* **AIM**: Convert every line of the listing below into a numbered list, leaving out any blank lines.

____________________

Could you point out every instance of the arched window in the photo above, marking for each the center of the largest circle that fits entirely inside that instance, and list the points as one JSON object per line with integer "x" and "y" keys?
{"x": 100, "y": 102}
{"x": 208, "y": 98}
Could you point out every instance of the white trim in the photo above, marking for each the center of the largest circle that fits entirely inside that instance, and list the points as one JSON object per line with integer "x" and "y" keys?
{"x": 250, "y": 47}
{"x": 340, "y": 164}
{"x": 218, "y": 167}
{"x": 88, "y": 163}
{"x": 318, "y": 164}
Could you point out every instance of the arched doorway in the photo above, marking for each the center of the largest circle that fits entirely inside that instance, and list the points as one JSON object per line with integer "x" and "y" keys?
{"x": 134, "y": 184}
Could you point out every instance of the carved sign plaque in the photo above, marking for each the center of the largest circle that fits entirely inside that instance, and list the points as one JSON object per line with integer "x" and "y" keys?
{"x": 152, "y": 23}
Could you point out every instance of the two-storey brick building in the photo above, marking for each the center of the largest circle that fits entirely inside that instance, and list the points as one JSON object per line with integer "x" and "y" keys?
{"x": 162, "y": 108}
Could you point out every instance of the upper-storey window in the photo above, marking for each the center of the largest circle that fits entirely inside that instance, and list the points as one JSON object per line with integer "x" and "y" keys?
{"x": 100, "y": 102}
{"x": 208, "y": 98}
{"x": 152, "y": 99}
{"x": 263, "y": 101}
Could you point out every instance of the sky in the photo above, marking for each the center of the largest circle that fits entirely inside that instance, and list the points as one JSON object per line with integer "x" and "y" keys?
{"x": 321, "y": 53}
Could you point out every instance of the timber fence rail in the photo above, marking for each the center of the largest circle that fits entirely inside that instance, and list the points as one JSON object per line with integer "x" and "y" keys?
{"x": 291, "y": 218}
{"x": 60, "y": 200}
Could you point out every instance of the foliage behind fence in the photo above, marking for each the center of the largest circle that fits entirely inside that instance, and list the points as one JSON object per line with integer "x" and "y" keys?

____________________

* **THE COMPLETED TASK**:
1. Could you point out every instance of the arched window in the photo above, marking for each the center of the largest circle that fits entirely inside that instance, and list the points as one JSON object per line with integer "x" and "y" keys?
2. {"x": 100, "y": 102}
3. {"x": 208, "y": 98}
4. Could you point out every instance of the white trim in the photo above, marking for each the center of the largest circle that fits entirely inside that instance, and list the points as one JSON object per line with integer "x" and "y" keys?
5. {"x": 250, "y": 47}
6. {"x": 340, "y": 164}
7. {"x": 218, "y": 167}
8. {"x": 88, "y": 163}
9. {"x": 318, "y": 164}
10. Could you point out every instance of the arched doorway in the photo above, marking for each the center of the largest circle that fits entirely inside that instance, and list the points as one JSON object per line with integer "x" and "y" keys?
11. {"x": 134, "y": 184}
12. Could you point out every instance of the carved sign plaque in the photo above, marking for each the center of the largest circle that fits entirely inside that instance, and list the points as one JSON object per line with integer "x" and "y" keys?
13. {"x": 152, "y": 23}
14. Could you point out every instance of the two-storey brick building in the photo above, marking for each the center of the largest circle that fits entirely inside that instance, and list the points as one JSON object per line with integer "x" and "y" keys?
15. {"x": 162, "y": 108}
16. Could you point out every instance of the upper-storey window in the photo above, marking for each the center of the largest circle that fits entirely inside that instance, and list the points as one JSON object per line with integer "x" and "y" keys?
17. {"x": 100, "y": 102}
18. {"x": 208, "y": 98}
19. {"x": 152, "y": 99}
20. {"x": 263, "y": 101}
21. Could you point out every instance of the sky in the photo above, marking for each the center of the largest circle that fits entirely inside that instance, and list the points as one JSON object per line with integer "x" and "y" keys?
22. {"x": 321, "y": 53}
23. Could you point out every instance of the timber fence rail in the photo above, marking for each the center of the largest circle that fits entirely inside that instance, and list the points as one JSON object per line with integer "x" and "y" keys?
24. {"x": 291, "y": 218}
25. {"x": 60, "y": 200}
26. Could you point out every instance of the foliage behind fence in the photo above, marking for each the center of the largest circle that fits entirely inside that instance, and list the points as one JSON object per line with integer "x" and "y" keys?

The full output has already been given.